* _The task_:
Rewrite the material below, changing every "one per line" to "one on each line" and keeping everything else the same. Leave the pictures out.

* _Supplied material_:
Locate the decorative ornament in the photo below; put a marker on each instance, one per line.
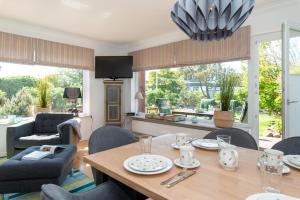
(204, 20)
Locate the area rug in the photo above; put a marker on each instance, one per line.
(79, 182)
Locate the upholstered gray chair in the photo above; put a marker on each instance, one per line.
(289, 146)
(45, 124)
(238, 137)
(106, 191)
(107, 138)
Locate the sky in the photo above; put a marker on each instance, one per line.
(9, 69)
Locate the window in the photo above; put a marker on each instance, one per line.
(195, 89)
(19, 88)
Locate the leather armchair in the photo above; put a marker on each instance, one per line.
(45, 125)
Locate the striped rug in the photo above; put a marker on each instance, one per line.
(76, 183)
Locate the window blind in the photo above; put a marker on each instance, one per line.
(189, 52)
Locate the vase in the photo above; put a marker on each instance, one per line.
(223, 119)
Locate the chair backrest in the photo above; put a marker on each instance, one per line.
(107, 138)
(239, 137)
(46, 123)
(289, 146)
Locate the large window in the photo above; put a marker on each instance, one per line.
(195, 89)
(20, 86)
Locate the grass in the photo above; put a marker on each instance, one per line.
(265, 121)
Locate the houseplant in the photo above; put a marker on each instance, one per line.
(224, 118)
(43, 96)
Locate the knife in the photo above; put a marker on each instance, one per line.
(183, 177)
(173, 177)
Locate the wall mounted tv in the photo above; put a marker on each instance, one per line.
(113, 67)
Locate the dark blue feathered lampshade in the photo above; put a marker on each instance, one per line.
(204, 20)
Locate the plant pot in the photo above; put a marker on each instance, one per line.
(223, 119)
(42, 110)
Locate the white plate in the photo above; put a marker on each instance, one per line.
(147, 163)
(169, 165)
(286, 161)
(294, 159)
(206, 144)
(285, 169)
(270, 196)
(196, 163)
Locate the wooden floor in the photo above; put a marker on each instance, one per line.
(82, 150)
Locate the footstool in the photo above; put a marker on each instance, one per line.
(17, 175)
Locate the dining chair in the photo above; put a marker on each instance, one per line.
(108, 190)
(239, 137)
(289, 146)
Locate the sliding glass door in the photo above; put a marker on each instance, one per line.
(291, 79)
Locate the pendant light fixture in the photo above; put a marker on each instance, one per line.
(204, 20)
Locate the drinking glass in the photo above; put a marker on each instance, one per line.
(181, 139)
(271, 165)
(145, 143)
(223, 140)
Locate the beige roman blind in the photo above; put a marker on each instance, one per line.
(153, 58)
(63, 55)
(189, 52)
(16, 48)
(236, 47)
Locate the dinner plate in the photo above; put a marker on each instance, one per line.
(286, 161)
(285, 169)
(270, 196)
(294, 159)
(206, 144)
(196, 163)
(169, 165)
(147, 163)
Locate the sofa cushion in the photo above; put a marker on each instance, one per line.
(49, 167)
(46, 123)
(23, 143)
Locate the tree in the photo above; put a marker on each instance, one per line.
(206, 75)
(18, 105)
(269, 81)
(165, 83)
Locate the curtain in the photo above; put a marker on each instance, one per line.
(189, 52)
(16, 48)
(63, 55)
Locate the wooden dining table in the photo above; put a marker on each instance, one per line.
(210, 182)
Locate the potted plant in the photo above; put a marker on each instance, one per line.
(224, 118)
(43, 96)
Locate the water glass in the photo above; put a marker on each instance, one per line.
(271, 165)
(187, 155)
(145, 143)
(181, 139)
(223, 140)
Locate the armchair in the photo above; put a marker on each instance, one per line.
(42, 131)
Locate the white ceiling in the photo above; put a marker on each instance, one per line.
(106, 20)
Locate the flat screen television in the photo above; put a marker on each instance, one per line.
(113, 67)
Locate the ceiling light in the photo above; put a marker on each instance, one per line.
(211, 19)
(75, 4)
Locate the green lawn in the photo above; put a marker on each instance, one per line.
(265, 121)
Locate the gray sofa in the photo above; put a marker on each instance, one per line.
(19, 175)
(45, 124)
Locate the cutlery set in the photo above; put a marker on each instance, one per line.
(177, 178)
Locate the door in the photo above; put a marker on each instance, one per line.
(291, 79)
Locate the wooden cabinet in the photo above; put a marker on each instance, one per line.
(113, 96)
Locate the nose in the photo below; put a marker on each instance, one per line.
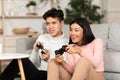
(50, 26)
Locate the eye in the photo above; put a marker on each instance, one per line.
(76, 30)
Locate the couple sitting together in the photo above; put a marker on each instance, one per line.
(81, 59)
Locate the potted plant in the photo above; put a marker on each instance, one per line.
(31, 6)
(83, 8)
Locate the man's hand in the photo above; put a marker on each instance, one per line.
(35, 45)
(59, 58)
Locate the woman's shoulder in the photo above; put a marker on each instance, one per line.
(97, 40)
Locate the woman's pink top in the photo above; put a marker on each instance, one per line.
(92, 51)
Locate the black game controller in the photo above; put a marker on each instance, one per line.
(41, 47)
(61, 50)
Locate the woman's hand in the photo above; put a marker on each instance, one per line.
(73, 50)
(46, 55)
(59, 58)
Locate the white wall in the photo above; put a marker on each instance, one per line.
(110, 9)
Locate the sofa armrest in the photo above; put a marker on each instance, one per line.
(24, 44)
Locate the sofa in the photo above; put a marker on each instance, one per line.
(109, 33)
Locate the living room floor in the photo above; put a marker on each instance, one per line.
(4, 64)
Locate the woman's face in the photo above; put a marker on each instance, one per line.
(76, 33)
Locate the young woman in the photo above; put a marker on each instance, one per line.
(84, 55)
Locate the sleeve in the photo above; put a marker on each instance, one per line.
(69, 65)
(97, 57)
(35, 57)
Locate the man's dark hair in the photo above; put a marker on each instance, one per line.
(87, 32)
(54, 13)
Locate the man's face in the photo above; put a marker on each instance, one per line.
(54, 26)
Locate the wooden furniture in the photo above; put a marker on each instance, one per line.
(18, 56)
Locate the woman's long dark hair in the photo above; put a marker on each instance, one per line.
(87, 32)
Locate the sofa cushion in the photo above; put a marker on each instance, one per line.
(112, 61)
(101, 31)
(114, 37)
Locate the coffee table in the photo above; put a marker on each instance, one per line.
(18, 56)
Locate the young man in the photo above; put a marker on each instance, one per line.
(52, 41)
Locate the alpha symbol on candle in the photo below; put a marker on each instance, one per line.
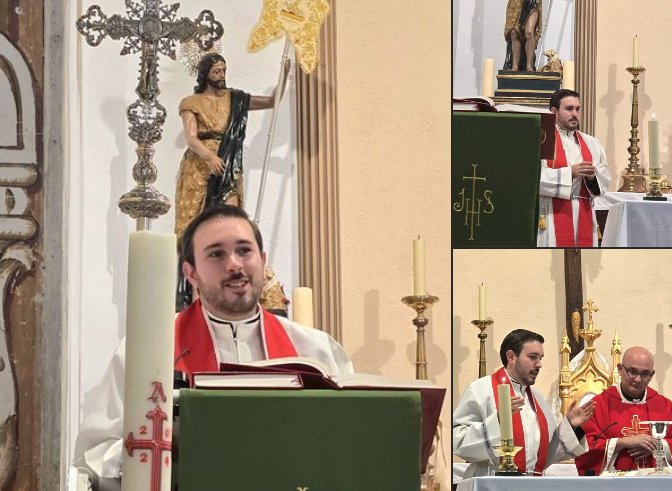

* _Solved problem_:
Locate the decorative ornament in the photo below; put a marker on each instance, one on each line.
(204, 20)
Locate the area rug in the photo above; put a marker on each instance, one on each line.
(79, 182)
Locate the upholstered gray chair in the photo above; put a marker on each instance, one on each line.
(289, 146)
(45, 124)
(238, 137)
(106, 191)
(107, 138)
Locate the sky in the photo above; put a marker on each instance, one on each line.
(9, 69)
Locate the window in the photo above; put a marker on each instance, one on each line.
(195, 89)
(19, 88)
Locate the leather armchair in the photo above; put a marker on each instance, one on each line.
(45, 125)
Locate the striped rug in the photo above; put a marker on each instance, one on each line.
(76, 183)
Locate the window blind in the photo above; put a marker on each instance, one on each line.
(189, 52)
Locate the vase in the photo above; put a marker on each instance, one on each line.
(223, 119)
Locate the chair backrest in the photo above; put a marker on each instance, one on each line.
(107, 138)
(239, 137)
(46, 123)
(289, 146)
Locate the large window in the photo above; put a marker on each instance, one on each line.
(195, 89)
(20, 86)
Locate the grass in the photo above; put a marker on each instance, one on each line.
(265, 121)
Locate the houseplant in the photo above; put a marker on each instance, one on each line.
(224, 118)
(43, 96)
Locate the knife in the photo above; put a marker on each instance, one on each line.
(183, 177)
(173, 177)
Locate the wall mounted tv in the photo above; put a marker on each instance, one on each line.
(113, 67)
Locate the dark blue feathered lampshade in the photo above; put a marker on each instance, one on each line.
(204, 20)
Locate the plant pot in the photo above; put a marker on each instance, one on each line.
(223, 119)
(42, 110)
Locate the white plate in the photo above; put a marker on each instance, one on each line.
(147, 163)
(169, 165)
(286, 161)
(294, 159)
(206, 144)
(285, 169)
(270, 196)
(196, 163)
Locate the wooden floor in the photo above; put a marker on each instance, one on each line.
(82, 150)
Locate the footstool in the photo above; put a marker on each instance, one on each line.
(17, 175)
Locate the dining chair in the photo above; put a marker on each instance, one on each line.
(108, 190)
(239, 137)
(289, 146)
Locate the sliding glass door in the photo above; put a marker on each instance, one on each line.
(291, 79)
Locate the pendant light fixture in the photo above; put a marker on each instance, one on each line.
(204, 20)
Locate the drinking glass in the photo above; put a marker on each instance, one on each line.
(181, 139)
(271, 165)
(145, 143)
(223, 140)
Locate the beige roman blind in the photo above; put a marker on each instance, one on each line.
(153, 58)
(63, 55)
(189, 52)
(16, 48)
(236, 47)
Locate the dinner plate in the photo above; put a marker on each instance, one on each line.
(286, 161)
(285, 169)
(270, 196)
(294, 159)
(206, 144)
(196, 163)
(169, 165)
(147, 163)
Locate the sofa cushion in the photo above; put a marker on each instance, one on each line.
(49, 167)
(46, 123)
(23, 143)
Locate the tree in the photo above; put a marker on each instance, one on each line.
(206, 75)
(18, 105)
(269, 81)
(165, 83)
Locate the curtain in the photo above; put a marker on each instance, one on each line.
(189, 52)
(16, 48)
(63, 55)
Locate the wooden dining table in the photo above; put a marker on each instance, one on each line.
(210, 182)
Locate the potted plant in the photo above; put a marker on each instance, one on each line.
(224, 118)
(43, 96)
Locate the water glass in the photo above; put a marker on each instance, one on each line.
(271, 165)
(187, 155)
(145, 143)
(181, 139)
(223, 140)
Locate the armchair in the photo above; put a marker on each instance, one on each line.
(42, 131)
Locate the white ceiling in the photo above; put a marker on each instance, one on each line.
(106, 20)
Locate the flat screen television in the photo above; put a marker on each instance, one on each line.
(113, 67)
Locate the ceiling light in the photo above; put a marker on each instance, one on each line.
(211, 19)
(75, 4)
Locate the green lawn in the photo above; put a marker on each instance, one on each line.
(265, 121)
Locate the gray sofa in the photo above; put a marker on each instance, one on each line.
(19, 175)
(45, 124)
Locate the cutlery set in the photo above; put a marker on each instance, one on each line.
(177, 178)
Locate the door in the photo above; put a marker on each instance, one on each line.
(291, 79)
Locate the wooden cabinet in the photo above; put a marker on each instance, one on each line.
(113, 96)
Locate the nose in the photo below; put a marker on each instance, one on each line.
(50, 26)
Locate the eye in the photo above; put a marker on each instance, one on each line.
(76, 30)
Locate the couple sitting together in the photo above; put a marker on each instance, one on each line.
(81, 59)
Locate the potted plant in the photo above; put a marker on each instance, one on each line.
(31, 6)
(83, 8)
Locate the man's hand in the photo above; put a marker on each instance, one on each line.
(35, 45)
(59, 58)
Locate the woman's shoulder in the photo above; put a marker on each instance, one on each line.
(97, 40)
Locate the woman's pink top in the photo above; put a marker on each instance, one on each line.
(92, 51)
Locate the black game controller in the photo above; put a marker on each instance, one on each line.
(41, 47)
(61, 50)
Locate the woman's hand in the photo above; put a marker on each instance, one on each line.
(73, 50)
(46, 55)
(59, 58)
Locate the white wall in the photo above; put a marker on each instance, one on each line.
(110, 9)
Locate the sofa armrest in the photo above; put a marker on each instance, one on each line.
(24, 44)
Locate the sofa in the photo above; put a marker on each instance, one on each line.
(109, 33)
Locate the living room floor in the photo above; put a marker on each instance, one on each line.
(4, 64)
Locate the woman's face in the photo above; put a marker on each instance, one on each line.
(76, 33)
Locate the young woman in the photo above; put a marker on each instance, one on each line.
(84, 55)
Locate the sleeve in the photo above; put a marker on each instance, one on each line.
(69, 65)
(97, 57)
(35, 57)
Locate the man's dark hair in the photo above; put a marker on each instance, one on each line.
(87, 32)
(54, 13)
Locate the man's face in the photo above; put a marker on each instance, one on each line.
(54, 26)
Locate the wooden furniture in the photo above; put a marker on each instance, one on each line.
(18, 56)
Locate the woman's long dark hair in the photo above; put a marker on each instance, one on each line.
(87, 32)
Locate the sofa cushion in the photo above; put a marker on each instance, one on each line.
(112, 61)
(101, 31)
(114, 37)
Locate the coffee table in the photo above; put a marker on each instance, one on each line.
(18, 56)
Locate the young man in the photo above; put a marker on each instance, one on each line.
(52, 41)
Locate the alpha symbol on candle in the photo below; put a marker on each instance, one on each line.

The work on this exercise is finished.